• **DATA FOR THE TASK**:
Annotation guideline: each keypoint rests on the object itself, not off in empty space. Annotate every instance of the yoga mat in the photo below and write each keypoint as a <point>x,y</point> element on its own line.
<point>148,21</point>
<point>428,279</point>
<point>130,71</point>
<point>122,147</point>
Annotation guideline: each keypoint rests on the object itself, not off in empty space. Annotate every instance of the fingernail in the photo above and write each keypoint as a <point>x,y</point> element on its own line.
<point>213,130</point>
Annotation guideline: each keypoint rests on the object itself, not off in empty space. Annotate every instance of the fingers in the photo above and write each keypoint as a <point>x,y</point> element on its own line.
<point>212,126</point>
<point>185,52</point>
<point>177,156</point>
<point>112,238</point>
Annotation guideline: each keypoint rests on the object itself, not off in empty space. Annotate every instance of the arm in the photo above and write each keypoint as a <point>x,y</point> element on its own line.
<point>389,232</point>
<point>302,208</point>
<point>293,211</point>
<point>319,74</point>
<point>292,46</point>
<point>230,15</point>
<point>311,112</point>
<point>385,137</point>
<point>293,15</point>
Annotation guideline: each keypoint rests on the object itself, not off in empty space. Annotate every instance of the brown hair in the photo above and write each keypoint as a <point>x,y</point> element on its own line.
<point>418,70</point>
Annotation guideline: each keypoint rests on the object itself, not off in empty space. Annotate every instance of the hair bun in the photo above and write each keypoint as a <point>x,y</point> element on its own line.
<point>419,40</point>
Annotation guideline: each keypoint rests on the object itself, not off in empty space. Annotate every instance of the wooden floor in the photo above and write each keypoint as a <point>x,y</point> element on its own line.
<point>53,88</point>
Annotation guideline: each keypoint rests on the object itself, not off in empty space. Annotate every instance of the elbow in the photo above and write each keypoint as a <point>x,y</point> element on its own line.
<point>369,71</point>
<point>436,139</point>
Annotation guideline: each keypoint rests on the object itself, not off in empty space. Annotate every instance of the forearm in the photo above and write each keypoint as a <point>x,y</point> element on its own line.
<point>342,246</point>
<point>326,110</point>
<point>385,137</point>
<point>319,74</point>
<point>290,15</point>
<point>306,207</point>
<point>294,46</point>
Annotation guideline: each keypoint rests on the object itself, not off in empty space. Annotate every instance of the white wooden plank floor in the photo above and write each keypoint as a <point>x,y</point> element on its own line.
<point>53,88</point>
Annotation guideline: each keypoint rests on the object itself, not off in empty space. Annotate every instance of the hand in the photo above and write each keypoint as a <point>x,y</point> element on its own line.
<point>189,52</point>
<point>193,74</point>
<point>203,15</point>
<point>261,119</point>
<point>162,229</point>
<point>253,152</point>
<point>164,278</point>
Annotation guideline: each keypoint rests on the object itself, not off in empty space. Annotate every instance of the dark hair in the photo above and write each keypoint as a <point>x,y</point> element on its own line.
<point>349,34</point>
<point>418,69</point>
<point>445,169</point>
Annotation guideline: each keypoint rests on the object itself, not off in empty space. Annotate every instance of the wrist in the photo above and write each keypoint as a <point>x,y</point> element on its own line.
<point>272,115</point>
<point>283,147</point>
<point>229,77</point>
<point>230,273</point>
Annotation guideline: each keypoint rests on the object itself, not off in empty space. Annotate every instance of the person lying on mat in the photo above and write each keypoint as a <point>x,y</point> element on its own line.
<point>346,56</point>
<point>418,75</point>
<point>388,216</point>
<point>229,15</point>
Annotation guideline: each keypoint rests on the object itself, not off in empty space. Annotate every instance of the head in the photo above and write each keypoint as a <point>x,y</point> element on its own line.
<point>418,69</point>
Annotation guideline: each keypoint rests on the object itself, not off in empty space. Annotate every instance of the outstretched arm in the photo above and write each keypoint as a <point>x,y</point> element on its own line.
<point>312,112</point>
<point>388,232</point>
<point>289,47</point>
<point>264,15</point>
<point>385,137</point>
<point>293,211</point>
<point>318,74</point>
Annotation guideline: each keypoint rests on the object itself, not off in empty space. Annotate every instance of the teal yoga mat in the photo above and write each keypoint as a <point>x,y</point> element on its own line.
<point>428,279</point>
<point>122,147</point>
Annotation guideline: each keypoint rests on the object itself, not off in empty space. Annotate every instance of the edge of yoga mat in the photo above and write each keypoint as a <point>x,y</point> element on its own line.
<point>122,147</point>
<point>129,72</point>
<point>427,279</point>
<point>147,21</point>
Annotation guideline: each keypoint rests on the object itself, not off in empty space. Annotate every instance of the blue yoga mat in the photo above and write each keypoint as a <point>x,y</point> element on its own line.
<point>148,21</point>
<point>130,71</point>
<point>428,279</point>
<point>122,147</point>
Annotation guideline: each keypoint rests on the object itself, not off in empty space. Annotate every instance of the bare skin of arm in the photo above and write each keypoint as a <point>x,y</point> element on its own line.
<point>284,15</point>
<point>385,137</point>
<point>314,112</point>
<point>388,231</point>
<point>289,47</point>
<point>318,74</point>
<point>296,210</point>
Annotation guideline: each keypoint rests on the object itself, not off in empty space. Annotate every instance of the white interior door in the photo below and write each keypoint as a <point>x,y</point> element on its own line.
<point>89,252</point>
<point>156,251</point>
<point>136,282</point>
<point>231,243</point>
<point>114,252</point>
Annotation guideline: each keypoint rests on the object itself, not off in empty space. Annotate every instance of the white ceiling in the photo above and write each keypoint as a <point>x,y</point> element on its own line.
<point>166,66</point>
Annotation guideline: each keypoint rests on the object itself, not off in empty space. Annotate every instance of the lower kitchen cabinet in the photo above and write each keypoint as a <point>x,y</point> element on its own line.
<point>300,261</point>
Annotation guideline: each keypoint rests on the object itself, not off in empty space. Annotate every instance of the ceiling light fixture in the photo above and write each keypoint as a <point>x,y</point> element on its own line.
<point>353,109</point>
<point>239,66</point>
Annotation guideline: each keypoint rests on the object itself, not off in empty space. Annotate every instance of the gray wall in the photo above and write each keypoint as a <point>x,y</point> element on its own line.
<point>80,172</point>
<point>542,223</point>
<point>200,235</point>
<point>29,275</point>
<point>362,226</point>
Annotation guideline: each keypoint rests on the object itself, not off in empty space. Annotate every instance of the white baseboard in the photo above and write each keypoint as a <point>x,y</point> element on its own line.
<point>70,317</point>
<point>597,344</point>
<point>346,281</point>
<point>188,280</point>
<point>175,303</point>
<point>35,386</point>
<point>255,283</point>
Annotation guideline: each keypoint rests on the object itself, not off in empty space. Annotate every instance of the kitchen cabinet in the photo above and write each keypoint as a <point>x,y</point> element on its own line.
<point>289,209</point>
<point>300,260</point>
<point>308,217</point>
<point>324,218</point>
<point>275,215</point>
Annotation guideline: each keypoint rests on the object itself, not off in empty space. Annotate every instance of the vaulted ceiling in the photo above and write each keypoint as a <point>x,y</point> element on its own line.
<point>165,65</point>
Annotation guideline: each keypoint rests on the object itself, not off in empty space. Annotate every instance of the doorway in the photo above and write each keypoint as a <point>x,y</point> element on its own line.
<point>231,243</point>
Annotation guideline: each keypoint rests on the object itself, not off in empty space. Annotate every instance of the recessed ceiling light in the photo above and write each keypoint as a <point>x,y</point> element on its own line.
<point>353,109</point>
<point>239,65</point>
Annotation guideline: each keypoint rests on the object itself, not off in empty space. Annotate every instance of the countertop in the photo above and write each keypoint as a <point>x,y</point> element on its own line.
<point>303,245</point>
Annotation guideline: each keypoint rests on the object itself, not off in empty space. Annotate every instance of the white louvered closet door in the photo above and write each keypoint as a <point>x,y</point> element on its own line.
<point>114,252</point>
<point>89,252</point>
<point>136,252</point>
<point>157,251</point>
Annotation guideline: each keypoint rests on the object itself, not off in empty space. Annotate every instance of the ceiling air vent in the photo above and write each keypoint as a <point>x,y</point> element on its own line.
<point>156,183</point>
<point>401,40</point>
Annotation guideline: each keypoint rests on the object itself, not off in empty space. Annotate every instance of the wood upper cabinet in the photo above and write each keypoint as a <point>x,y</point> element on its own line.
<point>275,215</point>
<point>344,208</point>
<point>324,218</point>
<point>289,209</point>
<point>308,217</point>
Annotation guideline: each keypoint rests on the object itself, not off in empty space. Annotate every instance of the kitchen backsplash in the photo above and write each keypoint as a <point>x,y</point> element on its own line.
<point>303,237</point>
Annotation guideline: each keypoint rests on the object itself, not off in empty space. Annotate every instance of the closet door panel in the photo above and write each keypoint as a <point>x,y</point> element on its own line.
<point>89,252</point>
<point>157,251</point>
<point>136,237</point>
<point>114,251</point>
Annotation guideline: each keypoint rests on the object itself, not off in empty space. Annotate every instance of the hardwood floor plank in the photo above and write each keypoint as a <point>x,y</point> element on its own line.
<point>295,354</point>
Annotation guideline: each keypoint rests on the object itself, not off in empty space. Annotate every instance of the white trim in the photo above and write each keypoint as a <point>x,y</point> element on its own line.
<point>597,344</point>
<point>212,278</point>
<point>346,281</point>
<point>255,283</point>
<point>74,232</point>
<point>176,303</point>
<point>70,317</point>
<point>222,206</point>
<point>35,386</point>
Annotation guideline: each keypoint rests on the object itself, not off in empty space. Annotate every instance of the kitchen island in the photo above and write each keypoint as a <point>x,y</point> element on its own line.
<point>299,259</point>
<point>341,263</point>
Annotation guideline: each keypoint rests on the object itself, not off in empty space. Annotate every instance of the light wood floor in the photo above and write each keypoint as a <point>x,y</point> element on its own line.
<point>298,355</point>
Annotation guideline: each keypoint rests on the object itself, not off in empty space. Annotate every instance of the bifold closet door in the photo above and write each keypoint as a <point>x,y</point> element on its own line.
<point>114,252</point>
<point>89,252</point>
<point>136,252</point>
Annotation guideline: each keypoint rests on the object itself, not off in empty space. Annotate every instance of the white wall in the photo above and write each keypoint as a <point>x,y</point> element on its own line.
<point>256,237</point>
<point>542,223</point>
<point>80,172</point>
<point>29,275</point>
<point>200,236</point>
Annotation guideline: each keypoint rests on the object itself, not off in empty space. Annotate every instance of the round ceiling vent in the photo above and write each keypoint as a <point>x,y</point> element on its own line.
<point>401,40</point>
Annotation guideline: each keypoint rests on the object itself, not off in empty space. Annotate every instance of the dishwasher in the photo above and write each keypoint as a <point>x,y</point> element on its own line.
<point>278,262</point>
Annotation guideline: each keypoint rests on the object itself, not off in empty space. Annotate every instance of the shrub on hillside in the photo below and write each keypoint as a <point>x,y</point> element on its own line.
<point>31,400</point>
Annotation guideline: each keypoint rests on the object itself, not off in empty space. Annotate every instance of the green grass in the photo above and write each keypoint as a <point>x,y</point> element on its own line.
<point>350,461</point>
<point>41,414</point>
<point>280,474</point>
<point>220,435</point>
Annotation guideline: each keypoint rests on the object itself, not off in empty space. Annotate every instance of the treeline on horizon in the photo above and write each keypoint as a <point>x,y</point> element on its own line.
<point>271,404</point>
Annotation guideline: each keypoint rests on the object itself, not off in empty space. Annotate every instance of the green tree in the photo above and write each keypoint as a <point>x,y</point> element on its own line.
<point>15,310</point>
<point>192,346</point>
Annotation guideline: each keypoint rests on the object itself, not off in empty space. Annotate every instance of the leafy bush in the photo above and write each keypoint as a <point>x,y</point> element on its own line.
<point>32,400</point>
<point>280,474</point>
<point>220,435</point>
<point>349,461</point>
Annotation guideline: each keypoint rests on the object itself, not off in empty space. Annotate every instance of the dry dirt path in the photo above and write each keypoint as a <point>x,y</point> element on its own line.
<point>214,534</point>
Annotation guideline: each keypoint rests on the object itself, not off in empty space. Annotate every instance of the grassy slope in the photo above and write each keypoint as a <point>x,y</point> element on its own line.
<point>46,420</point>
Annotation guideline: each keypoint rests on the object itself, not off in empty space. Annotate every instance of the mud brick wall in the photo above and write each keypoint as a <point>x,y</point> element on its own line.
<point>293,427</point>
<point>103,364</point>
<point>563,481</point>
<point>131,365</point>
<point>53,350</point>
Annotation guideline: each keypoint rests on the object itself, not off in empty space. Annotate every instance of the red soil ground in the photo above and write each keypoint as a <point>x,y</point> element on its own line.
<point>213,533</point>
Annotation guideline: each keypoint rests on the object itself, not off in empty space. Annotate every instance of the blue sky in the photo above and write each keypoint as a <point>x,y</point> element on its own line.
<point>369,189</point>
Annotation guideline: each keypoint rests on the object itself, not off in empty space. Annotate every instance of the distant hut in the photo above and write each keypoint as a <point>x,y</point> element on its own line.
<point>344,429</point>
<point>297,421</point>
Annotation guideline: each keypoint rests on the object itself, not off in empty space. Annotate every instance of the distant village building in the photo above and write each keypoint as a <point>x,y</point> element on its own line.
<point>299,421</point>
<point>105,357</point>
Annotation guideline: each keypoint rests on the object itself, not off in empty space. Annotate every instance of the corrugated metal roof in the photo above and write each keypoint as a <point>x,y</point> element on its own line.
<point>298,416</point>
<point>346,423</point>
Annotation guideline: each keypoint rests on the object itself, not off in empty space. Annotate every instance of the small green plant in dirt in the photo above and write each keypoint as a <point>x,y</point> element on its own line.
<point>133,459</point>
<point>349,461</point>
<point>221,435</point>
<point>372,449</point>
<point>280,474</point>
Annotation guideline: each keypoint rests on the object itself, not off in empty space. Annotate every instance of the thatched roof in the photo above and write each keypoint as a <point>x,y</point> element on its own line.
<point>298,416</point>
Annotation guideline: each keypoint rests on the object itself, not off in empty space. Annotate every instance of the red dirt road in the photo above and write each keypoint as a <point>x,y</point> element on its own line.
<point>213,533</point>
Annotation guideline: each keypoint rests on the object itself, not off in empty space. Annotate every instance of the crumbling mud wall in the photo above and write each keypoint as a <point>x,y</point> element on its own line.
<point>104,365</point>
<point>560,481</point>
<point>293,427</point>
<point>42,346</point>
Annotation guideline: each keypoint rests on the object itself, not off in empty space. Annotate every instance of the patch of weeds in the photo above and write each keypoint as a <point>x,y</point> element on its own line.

• **GIVEN REQUEST**: Please arrange the records from the line containing "of the small" through the end of the records as a numbered list, leaving out blank lines.

• **EXERCISE OUTPUT**:
1. Annotation guideline: each keypoint rests on the object itself, not off in empty space. Annotate every instance of the small green plant in dirt in the photo above and write each keypoint as a <point>x,y</point> element on its own line.
2. <point>133,459</point>
3. <point>349,461</point>
4. <point>221,435</point>
5. <point>372,449</point>
6. <point>280,474</point>
7. Annotation guideline: each keypoint rests on the object itself, not off in empty space. Annotate every instance of the thatched roof in the photo above and write each keypoint as a <point>x,y</point> element on its own line.
8. <point>298,416</point>
9. Annotation guideline: each keypoint rests on the object itself, not off in empty space. Annotate every instance of the red dirt road in the photo above and write each keypoint as a <point>x,y</point> element on its own line.
10. <point>213,533</point>
11. Annotation guideline: each keypoint rests on the object itself, not off in empty space. Annotate every instance of the crumbling mud wall in the photo above and write each keypoint as a <point>x,y</point> element on its own line.
12. <point>104,365</point>
13. <point>560,481</point>
14. <point>293,427</point>
15. <point>42,346</point>
16. Annotation guideline: each keypoint rests on the object itself, not off in empty space. Annotate every instance of the patch of weeds in the photo above and write each keypoint as a <point>x,y</point> element on its own line.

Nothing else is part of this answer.